**WHAT IS ASKED:**
(1) Check the forum thread about raising a confident son against each statement below. Answer yes or no for each and quote the words from the thread that decide it.
(a) The son is not yet six years old.
(b) The mother spends less time with the son than his father does.
(c) lamaga tells the parents to keep worrying about their son.
(2) Carry on the forum thread about raising a confident son, starting right after its final sentence.

**** SOURCE DOCUMENT ****

# How to raise a confident son with a good Alpha/Beta combo..



## karma*girl (Apr 28, 2012)

My son is young, not quite 6 yrs. old, yet I've been teaching him how to be a gentleman. He is proud of himself when he uses his manners & holds doors- he has adopted the 'ladies first' mentality when it comes to serving his dinner, etc..He's rough & tumble, a great little athlete already & very loving..so pretty well rounded already

I'm wondering, how do I continue to raise him so that he has respect for women, as well as FOR HIMSELF. 
See, I know there is a fine line between putting a woman first & sacrificing yourself completely for her. I know man-hood is far down the line, but I believe what he's learning now will pave the way for the man he becomes..
His father is a great role-model as well..I'm asking this question because I am with him more often than his father, so I want to be sure I'm guiding him the right way, confident & balanced!
Thank you for any insight you provide!
_Posted via Mobile Device_


----------



## lamaga (May 8, 2012)

If you are both good role models and teaching him good manners and strong values, then I wouldn't worry.

This sentence, for example? "See, I know there is a fine line between putting a woman first & sacrificing yourself completely for her."

That's not about your son. Is it?

He sounds like a great kid, and you sound like wonderful parents. So stop worrying. Trust me, childhood brings plenty of worries, you don't need to borrow any.


----------



## gofish (Mar 16, 2012)

It sounds like you're doing a great job raising your son already, karma*girl! Teaching your son to respect others, no matter who they are, is an important lesson and will benefit him greatly in life. And you're right—the principles he learns now will stick with him for the rest of your life, so you're smart to invest the time with him now.

**** GIVEN INFORMATION ****

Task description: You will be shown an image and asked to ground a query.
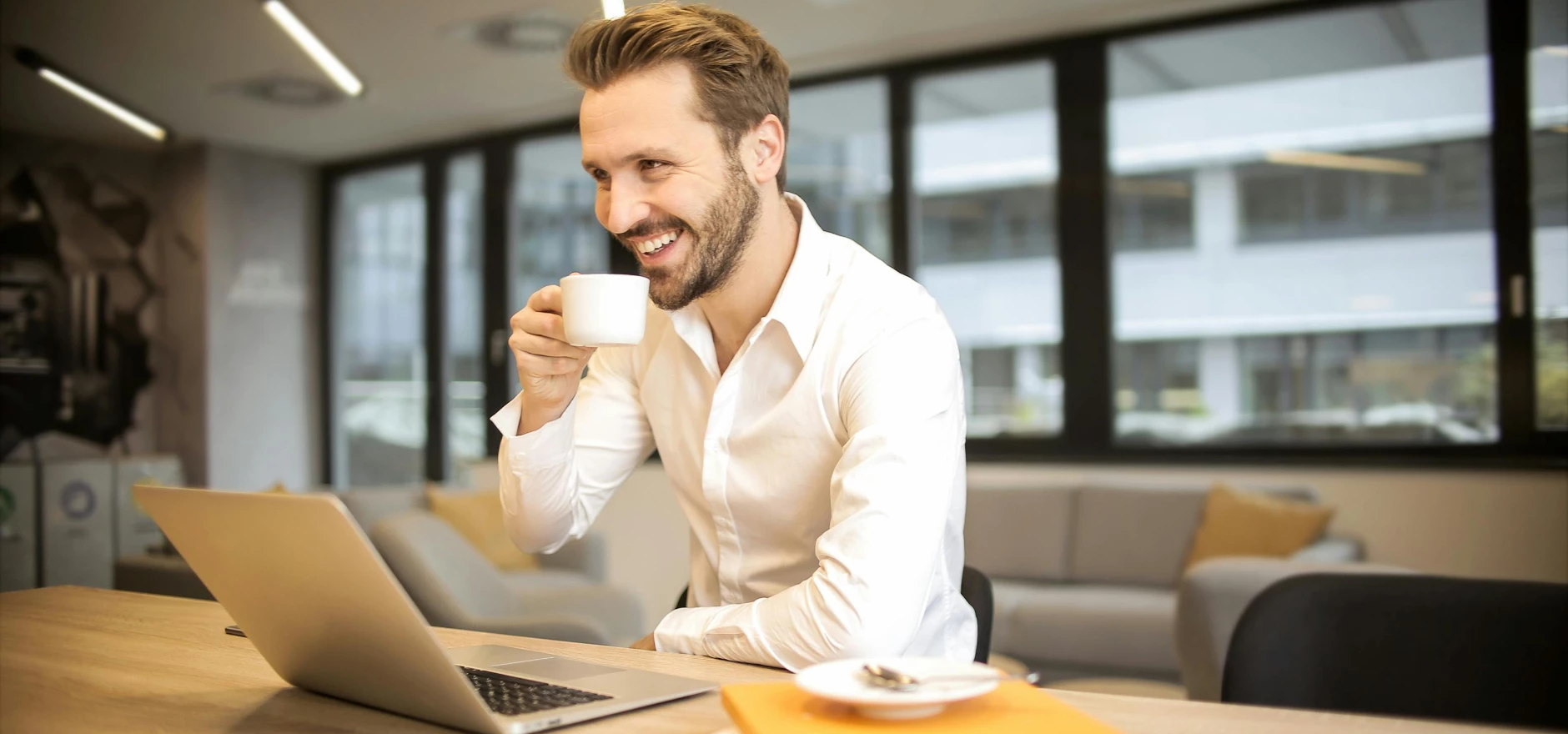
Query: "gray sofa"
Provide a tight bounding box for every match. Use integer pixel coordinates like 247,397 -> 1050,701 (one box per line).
964,483 -> 1363,682
339,486 -> 647,645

****

**ANSWERS FOR THE EXERCISE:**
(1)
(a) Yes: "not quite 6 yrs. old"
(b) No: "I am with him more often than his father"
(c) No: "So stop worrying."

(2)
I have two sons myself, ages 14 and 4. They are very different from each other personality-wise, but we have made an effort to emphasize treating one another with respect. Everyone in life—family members, friends, and coworkers—wants to be valued and treated well, and when we show others that courtesy, they're more likely to return it. If your son can learn this lesson at an early age, it will make the whole process easier.
Given your attention to this matter, you might want to check out some resources on this topic. There's a couple books on raising boys that I've learned about through my work with Focus on the Family that I have found helpful. Here and here are links to them if you're interested. Keep up the good work and God bless!


----------



## OhGeesh (Jan 5, 2010)

Cosistant, fair, loving, etc etc etc in the end they will become adults and do what THEY choose.

I've seen countless kids grow up in awesome homes only to hit 17-18 and completely throw it away for a couple of years. At the same time I've seen the complete opposite happen too.

You sound like you are doing great.......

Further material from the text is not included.